** Begin DATASET ENTRIES **

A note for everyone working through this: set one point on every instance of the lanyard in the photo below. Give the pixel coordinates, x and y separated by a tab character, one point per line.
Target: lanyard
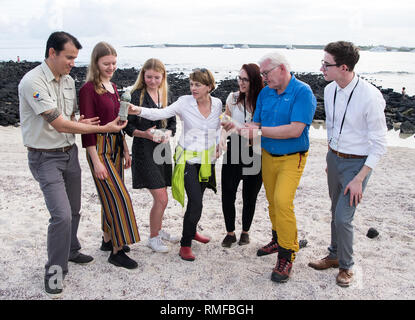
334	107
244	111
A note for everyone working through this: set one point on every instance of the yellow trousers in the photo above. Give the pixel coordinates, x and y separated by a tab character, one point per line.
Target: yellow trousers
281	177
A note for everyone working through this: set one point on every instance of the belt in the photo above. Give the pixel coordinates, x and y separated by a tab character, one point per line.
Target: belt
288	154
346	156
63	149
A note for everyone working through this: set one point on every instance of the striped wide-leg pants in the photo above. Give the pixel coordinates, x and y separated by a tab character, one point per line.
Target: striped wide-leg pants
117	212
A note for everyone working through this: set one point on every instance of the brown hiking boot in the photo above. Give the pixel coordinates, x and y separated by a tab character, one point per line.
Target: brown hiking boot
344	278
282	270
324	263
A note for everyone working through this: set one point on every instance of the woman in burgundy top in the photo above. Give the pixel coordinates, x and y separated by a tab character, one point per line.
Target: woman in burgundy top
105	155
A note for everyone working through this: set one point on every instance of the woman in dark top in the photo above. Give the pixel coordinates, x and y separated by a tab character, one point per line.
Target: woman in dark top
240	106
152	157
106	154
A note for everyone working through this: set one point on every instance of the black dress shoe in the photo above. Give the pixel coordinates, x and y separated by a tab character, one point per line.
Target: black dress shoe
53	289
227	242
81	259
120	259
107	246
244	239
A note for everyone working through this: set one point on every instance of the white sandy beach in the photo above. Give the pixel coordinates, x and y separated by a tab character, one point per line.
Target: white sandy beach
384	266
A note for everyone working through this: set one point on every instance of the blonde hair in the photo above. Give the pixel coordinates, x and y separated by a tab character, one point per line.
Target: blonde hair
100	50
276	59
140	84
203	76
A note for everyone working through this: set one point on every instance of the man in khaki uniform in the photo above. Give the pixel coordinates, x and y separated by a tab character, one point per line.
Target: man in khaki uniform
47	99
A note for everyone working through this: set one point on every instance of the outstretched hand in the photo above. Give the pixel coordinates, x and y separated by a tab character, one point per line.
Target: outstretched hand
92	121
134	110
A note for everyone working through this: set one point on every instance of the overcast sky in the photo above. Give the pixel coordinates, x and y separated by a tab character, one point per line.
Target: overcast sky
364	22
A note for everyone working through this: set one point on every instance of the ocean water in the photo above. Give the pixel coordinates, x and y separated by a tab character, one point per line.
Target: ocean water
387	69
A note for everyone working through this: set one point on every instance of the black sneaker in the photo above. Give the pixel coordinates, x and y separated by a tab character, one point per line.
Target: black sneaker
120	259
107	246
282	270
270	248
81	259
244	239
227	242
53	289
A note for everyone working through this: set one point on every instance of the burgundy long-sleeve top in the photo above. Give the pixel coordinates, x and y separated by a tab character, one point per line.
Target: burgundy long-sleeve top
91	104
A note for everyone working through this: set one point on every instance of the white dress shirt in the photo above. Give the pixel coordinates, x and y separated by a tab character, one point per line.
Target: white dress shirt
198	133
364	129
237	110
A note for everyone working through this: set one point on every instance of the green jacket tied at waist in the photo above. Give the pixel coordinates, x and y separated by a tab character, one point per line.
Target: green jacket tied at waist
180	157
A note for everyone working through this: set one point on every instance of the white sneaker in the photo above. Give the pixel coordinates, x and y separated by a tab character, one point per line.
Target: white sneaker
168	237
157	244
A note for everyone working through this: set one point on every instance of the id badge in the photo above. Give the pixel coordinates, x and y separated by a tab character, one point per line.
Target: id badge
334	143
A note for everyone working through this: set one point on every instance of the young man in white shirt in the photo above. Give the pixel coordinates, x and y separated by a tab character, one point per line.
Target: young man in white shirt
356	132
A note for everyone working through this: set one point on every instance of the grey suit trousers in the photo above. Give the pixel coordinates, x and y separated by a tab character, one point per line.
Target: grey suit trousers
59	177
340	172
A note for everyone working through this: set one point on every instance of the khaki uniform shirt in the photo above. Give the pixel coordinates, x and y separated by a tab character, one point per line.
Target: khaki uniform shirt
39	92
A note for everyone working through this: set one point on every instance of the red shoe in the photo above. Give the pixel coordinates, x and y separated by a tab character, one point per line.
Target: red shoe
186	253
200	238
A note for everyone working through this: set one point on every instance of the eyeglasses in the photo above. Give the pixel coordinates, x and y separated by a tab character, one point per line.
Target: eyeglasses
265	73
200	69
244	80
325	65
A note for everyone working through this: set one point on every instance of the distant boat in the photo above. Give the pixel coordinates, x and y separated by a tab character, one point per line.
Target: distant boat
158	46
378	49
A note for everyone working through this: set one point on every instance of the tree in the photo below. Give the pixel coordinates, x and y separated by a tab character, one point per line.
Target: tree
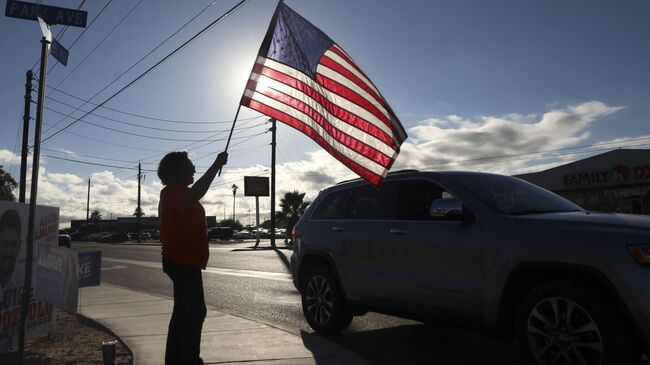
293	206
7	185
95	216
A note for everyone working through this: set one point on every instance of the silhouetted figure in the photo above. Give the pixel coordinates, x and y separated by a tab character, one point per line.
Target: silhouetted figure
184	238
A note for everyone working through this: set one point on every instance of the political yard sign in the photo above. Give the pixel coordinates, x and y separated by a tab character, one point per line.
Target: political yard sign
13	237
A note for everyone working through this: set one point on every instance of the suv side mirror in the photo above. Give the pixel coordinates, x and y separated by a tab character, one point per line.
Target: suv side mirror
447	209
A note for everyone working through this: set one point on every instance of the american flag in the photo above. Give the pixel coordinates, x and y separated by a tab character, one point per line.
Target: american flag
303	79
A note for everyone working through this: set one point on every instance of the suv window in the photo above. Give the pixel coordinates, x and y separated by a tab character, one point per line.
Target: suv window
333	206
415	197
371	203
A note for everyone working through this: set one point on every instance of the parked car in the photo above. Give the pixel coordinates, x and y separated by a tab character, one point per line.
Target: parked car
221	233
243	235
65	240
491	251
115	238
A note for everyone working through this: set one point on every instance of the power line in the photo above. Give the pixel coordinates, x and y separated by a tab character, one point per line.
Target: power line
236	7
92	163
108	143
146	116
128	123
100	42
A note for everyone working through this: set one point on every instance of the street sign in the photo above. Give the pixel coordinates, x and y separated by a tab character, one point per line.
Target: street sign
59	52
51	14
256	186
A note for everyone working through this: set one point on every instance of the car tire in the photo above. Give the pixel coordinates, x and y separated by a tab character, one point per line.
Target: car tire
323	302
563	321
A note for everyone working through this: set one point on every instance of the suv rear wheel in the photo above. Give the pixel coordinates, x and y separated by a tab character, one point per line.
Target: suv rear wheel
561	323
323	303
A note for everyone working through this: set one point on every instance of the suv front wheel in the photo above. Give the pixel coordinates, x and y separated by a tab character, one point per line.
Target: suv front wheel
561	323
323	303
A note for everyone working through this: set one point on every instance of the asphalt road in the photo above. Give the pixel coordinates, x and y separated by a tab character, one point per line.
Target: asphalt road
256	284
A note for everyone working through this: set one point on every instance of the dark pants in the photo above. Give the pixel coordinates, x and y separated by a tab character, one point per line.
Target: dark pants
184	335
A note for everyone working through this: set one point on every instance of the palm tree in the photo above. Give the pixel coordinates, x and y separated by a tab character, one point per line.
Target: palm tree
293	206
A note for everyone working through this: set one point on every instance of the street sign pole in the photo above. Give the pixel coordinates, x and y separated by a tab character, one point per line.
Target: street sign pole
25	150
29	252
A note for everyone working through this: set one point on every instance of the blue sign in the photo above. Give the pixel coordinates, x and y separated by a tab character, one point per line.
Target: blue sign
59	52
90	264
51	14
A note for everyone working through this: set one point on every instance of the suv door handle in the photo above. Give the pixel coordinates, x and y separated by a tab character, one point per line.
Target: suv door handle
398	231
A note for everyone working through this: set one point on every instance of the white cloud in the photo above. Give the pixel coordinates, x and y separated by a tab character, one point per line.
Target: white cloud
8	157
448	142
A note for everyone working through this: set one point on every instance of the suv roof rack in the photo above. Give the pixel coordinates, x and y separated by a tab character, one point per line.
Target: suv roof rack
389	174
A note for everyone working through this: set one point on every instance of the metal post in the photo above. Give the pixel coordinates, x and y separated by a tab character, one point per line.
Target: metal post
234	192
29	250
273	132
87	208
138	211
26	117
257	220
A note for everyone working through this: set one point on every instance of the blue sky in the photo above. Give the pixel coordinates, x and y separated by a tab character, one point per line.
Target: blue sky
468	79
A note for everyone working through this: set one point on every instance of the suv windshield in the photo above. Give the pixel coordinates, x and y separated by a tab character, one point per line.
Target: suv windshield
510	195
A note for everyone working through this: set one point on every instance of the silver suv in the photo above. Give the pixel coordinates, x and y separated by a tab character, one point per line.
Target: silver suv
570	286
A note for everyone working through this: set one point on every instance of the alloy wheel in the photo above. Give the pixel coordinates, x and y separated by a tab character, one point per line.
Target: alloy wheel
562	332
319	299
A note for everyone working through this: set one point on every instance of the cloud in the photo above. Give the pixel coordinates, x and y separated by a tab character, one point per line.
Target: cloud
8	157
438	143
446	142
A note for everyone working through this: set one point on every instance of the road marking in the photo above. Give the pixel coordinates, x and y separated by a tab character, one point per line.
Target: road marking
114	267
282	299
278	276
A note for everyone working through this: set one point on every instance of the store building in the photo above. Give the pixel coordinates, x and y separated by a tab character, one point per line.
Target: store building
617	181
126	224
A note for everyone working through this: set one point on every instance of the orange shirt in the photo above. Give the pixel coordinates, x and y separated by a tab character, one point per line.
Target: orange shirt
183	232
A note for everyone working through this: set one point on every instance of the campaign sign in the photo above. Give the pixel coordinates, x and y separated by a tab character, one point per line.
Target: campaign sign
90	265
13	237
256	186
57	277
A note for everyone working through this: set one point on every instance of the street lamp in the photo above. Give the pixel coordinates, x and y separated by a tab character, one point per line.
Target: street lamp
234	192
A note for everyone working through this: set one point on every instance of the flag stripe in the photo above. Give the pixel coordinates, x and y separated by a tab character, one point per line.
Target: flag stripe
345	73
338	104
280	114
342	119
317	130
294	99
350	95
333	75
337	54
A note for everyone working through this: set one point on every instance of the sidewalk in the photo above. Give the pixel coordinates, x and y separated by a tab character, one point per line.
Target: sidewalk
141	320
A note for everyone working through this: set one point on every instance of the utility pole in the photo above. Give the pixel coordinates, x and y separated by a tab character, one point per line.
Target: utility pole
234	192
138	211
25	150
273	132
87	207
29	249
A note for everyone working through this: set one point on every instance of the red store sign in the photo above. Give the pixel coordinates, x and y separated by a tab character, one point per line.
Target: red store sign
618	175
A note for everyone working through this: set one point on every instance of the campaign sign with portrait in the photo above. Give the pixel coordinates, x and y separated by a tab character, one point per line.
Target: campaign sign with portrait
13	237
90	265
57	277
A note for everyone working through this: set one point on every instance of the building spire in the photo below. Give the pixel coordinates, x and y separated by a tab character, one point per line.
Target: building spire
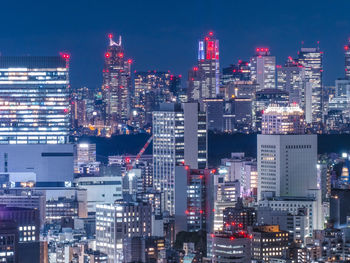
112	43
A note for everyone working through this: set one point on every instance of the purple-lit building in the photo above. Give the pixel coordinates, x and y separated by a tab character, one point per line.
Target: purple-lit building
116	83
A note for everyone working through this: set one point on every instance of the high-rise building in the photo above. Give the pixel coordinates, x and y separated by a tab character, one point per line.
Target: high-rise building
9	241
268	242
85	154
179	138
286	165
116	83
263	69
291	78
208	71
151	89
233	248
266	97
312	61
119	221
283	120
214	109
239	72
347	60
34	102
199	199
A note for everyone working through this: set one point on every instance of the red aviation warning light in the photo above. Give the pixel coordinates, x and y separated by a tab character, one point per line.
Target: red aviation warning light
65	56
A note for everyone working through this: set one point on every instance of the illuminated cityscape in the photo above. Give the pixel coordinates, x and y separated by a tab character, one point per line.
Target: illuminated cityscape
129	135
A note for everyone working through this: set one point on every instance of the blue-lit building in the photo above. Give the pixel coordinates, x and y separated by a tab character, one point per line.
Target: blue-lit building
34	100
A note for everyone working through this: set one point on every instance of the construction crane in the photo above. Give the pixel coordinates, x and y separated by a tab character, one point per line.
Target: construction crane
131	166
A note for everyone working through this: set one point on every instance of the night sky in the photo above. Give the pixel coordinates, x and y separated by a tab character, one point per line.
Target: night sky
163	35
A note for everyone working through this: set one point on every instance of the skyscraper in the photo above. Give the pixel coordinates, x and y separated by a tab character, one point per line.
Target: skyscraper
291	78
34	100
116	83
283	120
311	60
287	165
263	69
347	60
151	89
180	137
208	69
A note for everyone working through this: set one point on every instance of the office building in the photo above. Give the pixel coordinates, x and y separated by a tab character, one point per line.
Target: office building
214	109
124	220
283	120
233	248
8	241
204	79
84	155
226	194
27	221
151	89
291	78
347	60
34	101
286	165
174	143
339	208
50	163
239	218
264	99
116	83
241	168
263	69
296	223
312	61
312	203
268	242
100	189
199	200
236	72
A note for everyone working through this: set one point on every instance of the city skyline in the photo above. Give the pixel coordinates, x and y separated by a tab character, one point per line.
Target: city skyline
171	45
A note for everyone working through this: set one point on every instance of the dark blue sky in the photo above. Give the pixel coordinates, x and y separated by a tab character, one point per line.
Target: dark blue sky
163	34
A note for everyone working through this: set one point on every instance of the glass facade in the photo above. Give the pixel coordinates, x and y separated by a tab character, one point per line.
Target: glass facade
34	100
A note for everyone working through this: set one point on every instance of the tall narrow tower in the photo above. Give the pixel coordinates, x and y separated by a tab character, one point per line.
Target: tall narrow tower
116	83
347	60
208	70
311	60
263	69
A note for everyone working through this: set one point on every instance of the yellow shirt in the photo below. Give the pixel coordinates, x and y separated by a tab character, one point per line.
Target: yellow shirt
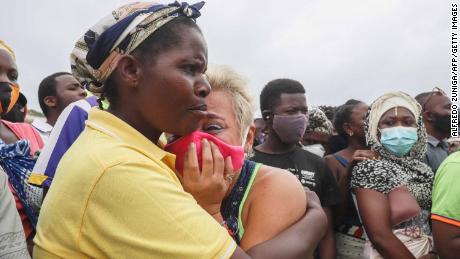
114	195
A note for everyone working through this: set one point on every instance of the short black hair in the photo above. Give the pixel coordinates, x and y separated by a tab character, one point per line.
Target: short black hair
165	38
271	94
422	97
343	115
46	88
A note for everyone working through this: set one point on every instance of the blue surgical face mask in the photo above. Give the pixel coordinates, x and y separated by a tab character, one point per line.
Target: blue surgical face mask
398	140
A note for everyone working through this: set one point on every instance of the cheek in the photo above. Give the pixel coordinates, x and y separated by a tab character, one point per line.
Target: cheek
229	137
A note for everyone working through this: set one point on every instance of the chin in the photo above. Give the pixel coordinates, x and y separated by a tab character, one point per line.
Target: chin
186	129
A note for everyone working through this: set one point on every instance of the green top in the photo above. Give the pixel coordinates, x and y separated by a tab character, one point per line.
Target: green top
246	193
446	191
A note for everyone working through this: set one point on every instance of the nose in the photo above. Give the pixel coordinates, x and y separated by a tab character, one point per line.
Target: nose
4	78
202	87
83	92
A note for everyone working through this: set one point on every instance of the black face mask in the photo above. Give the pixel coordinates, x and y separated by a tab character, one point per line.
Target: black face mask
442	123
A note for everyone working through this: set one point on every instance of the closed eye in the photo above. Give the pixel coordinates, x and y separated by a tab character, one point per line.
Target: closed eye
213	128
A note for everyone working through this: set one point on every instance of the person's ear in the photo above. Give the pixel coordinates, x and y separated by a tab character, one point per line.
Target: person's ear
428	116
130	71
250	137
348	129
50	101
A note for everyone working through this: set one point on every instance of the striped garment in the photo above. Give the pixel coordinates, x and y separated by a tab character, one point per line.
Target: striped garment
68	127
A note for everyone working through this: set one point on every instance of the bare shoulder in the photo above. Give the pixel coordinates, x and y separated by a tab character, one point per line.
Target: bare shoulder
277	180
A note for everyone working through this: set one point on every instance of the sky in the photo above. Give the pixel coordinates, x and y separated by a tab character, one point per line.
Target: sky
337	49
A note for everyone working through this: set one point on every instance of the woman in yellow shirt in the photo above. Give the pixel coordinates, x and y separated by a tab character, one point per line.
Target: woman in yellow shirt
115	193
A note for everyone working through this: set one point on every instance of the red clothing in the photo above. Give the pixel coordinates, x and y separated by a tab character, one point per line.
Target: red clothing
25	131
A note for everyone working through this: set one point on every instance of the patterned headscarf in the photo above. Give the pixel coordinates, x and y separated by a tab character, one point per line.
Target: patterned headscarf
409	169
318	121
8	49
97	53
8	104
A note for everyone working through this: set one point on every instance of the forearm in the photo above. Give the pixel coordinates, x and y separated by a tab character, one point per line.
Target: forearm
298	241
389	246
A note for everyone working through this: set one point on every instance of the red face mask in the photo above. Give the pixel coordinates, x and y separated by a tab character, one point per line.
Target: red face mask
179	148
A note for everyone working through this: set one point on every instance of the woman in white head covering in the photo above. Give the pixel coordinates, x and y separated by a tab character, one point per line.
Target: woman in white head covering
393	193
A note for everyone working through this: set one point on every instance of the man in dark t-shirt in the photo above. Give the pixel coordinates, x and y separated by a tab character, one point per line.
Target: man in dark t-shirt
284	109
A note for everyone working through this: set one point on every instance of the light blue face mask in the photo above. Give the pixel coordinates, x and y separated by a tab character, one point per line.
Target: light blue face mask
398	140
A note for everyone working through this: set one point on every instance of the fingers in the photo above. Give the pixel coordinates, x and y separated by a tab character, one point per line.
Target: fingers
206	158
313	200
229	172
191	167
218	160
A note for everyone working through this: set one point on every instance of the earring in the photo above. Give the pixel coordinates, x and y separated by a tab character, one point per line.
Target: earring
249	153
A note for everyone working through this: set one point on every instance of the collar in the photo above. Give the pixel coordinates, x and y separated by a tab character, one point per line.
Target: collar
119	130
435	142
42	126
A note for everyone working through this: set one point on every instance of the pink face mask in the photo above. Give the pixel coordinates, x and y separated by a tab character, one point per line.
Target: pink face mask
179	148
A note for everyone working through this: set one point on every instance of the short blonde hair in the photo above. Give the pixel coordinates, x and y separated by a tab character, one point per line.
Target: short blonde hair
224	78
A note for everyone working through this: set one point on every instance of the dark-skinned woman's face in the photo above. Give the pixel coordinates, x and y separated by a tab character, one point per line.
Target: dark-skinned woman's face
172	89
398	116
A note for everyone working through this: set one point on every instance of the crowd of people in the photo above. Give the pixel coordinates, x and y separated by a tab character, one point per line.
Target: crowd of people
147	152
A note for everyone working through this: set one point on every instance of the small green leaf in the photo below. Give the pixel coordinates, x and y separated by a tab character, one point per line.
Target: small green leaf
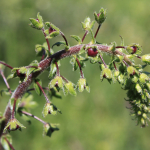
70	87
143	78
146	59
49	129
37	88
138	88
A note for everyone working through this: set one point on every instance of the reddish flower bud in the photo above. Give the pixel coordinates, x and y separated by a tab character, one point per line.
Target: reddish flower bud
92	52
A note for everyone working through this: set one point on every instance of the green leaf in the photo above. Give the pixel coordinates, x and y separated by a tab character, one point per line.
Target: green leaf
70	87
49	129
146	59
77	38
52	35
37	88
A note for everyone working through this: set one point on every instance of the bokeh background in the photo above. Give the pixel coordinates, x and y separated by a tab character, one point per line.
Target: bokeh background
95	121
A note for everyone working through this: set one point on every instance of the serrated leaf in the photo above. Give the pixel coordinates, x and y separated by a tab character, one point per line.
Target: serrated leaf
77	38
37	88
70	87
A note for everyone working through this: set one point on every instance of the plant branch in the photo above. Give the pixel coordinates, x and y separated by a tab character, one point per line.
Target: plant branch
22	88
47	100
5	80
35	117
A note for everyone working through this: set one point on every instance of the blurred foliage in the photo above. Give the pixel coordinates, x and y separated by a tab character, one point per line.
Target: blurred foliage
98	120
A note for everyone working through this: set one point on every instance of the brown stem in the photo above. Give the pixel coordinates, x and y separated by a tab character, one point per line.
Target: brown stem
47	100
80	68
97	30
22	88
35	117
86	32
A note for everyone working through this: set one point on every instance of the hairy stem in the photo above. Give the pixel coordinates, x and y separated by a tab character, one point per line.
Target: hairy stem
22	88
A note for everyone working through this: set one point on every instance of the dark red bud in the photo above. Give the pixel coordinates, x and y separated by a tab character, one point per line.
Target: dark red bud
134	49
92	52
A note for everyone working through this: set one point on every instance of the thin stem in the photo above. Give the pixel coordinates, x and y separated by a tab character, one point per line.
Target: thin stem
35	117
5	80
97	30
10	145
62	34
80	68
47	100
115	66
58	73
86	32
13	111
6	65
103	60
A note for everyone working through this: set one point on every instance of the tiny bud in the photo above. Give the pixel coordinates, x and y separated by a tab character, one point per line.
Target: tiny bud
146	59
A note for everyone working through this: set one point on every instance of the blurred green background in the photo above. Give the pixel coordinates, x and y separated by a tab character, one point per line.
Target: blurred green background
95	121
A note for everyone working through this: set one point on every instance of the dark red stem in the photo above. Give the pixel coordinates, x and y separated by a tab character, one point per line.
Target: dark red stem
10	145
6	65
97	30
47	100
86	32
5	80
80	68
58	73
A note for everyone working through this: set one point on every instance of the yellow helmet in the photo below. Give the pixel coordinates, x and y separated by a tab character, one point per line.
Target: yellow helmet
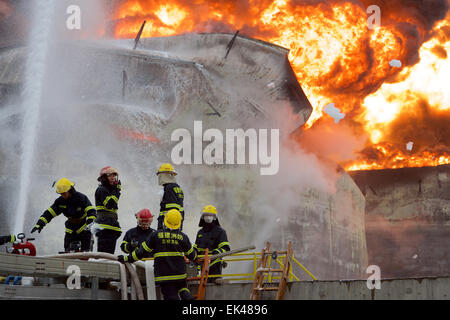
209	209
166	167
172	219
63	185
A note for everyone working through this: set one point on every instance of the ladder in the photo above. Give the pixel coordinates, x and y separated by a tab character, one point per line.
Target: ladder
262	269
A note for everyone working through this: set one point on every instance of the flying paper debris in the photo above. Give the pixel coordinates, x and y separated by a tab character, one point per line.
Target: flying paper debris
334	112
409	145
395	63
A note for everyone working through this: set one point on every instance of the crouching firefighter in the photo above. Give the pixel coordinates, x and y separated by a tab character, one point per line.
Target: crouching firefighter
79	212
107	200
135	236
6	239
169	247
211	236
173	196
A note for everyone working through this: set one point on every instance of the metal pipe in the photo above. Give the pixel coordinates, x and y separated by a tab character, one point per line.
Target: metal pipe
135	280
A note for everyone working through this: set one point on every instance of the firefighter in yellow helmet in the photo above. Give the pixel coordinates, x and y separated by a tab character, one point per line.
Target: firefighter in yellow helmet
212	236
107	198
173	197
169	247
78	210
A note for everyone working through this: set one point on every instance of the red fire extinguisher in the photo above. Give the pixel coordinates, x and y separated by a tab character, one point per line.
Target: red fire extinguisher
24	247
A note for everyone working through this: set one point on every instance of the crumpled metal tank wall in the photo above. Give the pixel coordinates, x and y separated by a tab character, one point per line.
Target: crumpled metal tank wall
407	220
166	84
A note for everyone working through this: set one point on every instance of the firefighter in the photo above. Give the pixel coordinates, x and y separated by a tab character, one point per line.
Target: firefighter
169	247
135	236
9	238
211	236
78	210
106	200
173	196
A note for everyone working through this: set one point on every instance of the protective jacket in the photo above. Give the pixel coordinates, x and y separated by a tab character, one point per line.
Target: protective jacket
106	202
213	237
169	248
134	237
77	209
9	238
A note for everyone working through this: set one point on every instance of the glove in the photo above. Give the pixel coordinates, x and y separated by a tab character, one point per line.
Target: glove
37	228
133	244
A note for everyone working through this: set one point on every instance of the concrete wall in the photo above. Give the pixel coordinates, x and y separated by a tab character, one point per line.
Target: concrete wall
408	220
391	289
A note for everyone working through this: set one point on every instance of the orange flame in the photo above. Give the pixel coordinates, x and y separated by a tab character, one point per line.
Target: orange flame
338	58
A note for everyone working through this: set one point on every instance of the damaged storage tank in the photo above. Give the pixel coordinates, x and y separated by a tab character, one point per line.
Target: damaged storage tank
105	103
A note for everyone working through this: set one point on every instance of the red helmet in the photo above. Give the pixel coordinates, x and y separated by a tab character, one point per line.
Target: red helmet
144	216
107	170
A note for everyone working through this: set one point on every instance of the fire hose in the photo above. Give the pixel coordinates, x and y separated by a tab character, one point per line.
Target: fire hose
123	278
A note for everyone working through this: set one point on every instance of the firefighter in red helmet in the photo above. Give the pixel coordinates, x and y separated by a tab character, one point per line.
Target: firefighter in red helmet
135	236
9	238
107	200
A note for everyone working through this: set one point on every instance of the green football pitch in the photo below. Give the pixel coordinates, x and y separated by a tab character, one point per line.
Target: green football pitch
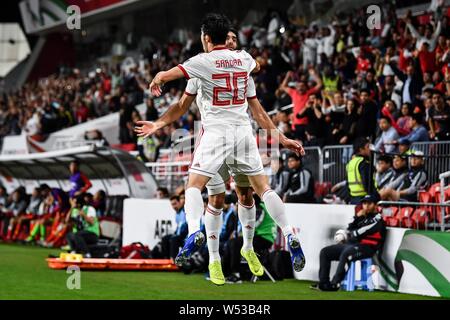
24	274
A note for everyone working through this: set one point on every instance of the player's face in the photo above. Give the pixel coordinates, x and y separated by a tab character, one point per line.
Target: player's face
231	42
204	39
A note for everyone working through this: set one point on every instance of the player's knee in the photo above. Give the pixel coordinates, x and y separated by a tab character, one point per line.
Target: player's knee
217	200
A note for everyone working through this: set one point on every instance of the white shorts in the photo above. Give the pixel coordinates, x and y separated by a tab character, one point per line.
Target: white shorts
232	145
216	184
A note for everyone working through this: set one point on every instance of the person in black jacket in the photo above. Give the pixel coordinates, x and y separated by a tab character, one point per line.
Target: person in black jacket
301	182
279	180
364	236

** End DATASET ENTRIES **

__TASK DESCRIPTION__: The copy should begin at the line containing "the red helmet" and end at the last line of the data above; please restate those lines word for word without the pictures.

__CORRECT ANSWER__:
A note for everyone working through this: set one point on every instance of the red helmet in the photo above. Give the pixel coordinates, x and y separated by a tab character, one point per line.
Target: red helmet
144	216
107	170
A note for everyone working through this: set one point on every instance of the fire hose in the photo above. Give the pixel coordinates, x and y separated by a tab character, one point per line.
Target: fire hose
123	278
A note for everyone working through this: set one point on every instance of the firefighter in red helmet in the photo above. Give the pixel coordinates, x and y separated by a tab character, one point per line.
Target: firefighter in red helmet
135	236
9	238
107	200
A note for everyone working through this: set one point on every instance of the green football pitch in the photo below. Give the pixel coordinates, x and y separated by a tab character, one point per line.
Target: green football pitch
24	274
A note for everyone working through this: set one point on every instance of the player's face in the photo above. Give the pixel coordinates, x and y separated by a tab character, one point per line.
Target: player's face
231	42
204	39
A note for everyone working through this: set one point on every instance of the player's knee in the photo above. Give the pixel coordinates, x and y separated by a tab character, one point per line.
Target: player's knee
217	200
A note for everyone working through this: set one point on every instance of the white shorts in the photo above. Give the pixel coordinates, x and y separated by a tab character, one point per line.
Target: white shorts
232	145
216	184
A note for everyone working through this: set one point on every instance of the person in black jacket in the photo above. Give the pixel coordinates, x and y separated by a tab character, one point per line.
Target: person in black jacket
301	182
279	180
364	236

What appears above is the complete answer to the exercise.